— BEGIN AVAILABLE DATA —

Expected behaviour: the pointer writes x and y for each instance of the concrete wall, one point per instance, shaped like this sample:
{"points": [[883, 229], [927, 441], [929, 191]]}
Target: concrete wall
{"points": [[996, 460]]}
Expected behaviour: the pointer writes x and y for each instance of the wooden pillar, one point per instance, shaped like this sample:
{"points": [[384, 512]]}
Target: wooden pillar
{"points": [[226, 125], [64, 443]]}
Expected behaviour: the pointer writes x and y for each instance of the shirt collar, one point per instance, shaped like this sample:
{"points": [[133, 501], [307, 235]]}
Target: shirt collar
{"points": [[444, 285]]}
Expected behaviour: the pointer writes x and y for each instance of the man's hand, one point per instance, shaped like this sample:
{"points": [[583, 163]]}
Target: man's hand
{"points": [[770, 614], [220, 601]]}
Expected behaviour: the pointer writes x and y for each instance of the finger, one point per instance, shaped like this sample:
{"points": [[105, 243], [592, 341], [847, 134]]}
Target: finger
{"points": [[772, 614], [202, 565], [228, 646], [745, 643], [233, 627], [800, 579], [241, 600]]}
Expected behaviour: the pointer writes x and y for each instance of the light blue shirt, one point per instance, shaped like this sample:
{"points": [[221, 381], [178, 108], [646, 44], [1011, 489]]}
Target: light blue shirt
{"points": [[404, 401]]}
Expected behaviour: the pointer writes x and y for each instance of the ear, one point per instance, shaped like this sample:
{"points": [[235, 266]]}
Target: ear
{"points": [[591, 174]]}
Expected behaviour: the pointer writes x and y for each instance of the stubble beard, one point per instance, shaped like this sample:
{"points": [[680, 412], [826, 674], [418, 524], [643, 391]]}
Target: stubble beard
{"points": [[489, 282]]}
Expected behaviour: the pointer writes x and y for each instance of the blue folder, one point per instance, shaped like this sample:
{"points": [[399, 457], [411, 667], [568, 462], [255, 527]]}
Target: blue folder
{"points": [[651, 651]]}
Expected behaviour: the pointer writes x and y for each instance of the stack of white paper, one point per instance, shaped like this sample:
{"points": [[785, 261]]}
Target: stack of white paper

— END AVAILABLE DATA —

-- PROBLEM DESCRIPTION --
Format every line of the data above as a JSON list of strings, one string for each line, leaving out blank lines.

-- TASK RESPONSE --
[
  "Expected behaviour: the pointer writes x and y for each instance of the concrete wall, one point per instance, shaped like this sample:",
  "{\"points\": [[883, 229], [927, 441], [929, 191]]}",
  "Target: concrete wall",
  "{\"points\": [[996, 460]]}",
  "Expected behaviour: the pointer writes x and y for each instance of the wooden pillar, one point per instance, shaped like this sample:",
  "{\"points\": [[384, 512]]}",
  "Target: wooden pillar",
  "{\"points\": [[226, 125], [64, 443]]}",
  "Expected behaviour: the pointer writes x and y for each instance of the shirt collar, one point per instance, shaped like this sample:",
  "{\"points\": [[133, 501], [307, 235]]}",
  "Target: shirt collar",
  "{\"points\": [[444, 285]]}",
  "Expected behaviour: the pointer writes x and y for each instance of the man's hand, one point per instance, shaped like this sample:",
  "{\"points\": [[583, 163]]}",
  "Target: man's hand",
  "{\"points\": [[770, 614], [220, 601]]}",
  "Expected behaviour: the pointer writes x and y for each instance of the finger, one point per instance, shaped like this sample:",
  "{\"points\": [[105, 243], [592, 341], [847, 134]]}",
  "Target: finger",
  "{\"points\": [[772, 614], [202, 565], [228, 646], [745, 643], [233, 627], [800, 579], [241, 600]]}",
  "Expected behaviour: the pointer writes x and y for each instance of the light blue shirt, one point per instance, shaped like this sample:",
  "{\"points\": [[221, 381], [178, 108], [646, 44], [1011, 489]]}",
  "Target: light blue shirt",
  "{\"points\": [[404, 401]]}",
  "Expected behaviour: the pointer writes x and y for each instance of the ear, one point per instance, shaped like this sample:",
  "{\"points\": [[235, 266]]}",
  "Target: ear",
  "{\"points\": [[591, 174]]}",
  "Expected behaviour: the pointer writes x and y for each instance of the stubble beard, one point per instance, shaped like this sample:",
  "{\"points\": [[680, 412], [826, 674], [418, 524], [643, 391]]}",
  "Target: stubble beard",
  "{\"points\": [[489, 282]]}",
  "Expected behaviour: the pointer writes x and y for each instance of the blue folder, one point per instance, shaped like this sample:",
  "{\"points\": [[399, 457], [411, 667], [568, 462], [255, 527]]}",
  "Target: blue folder",
  "{\"points\": [[651, 651]]}",
  "Expected behaviour: the pointer writes x and y for each instance of the stack of white paper, one point per instance, shaped like this sample:",
  "{\"points\": [[785, 261]]}",
  "Target: stack of white paper"
]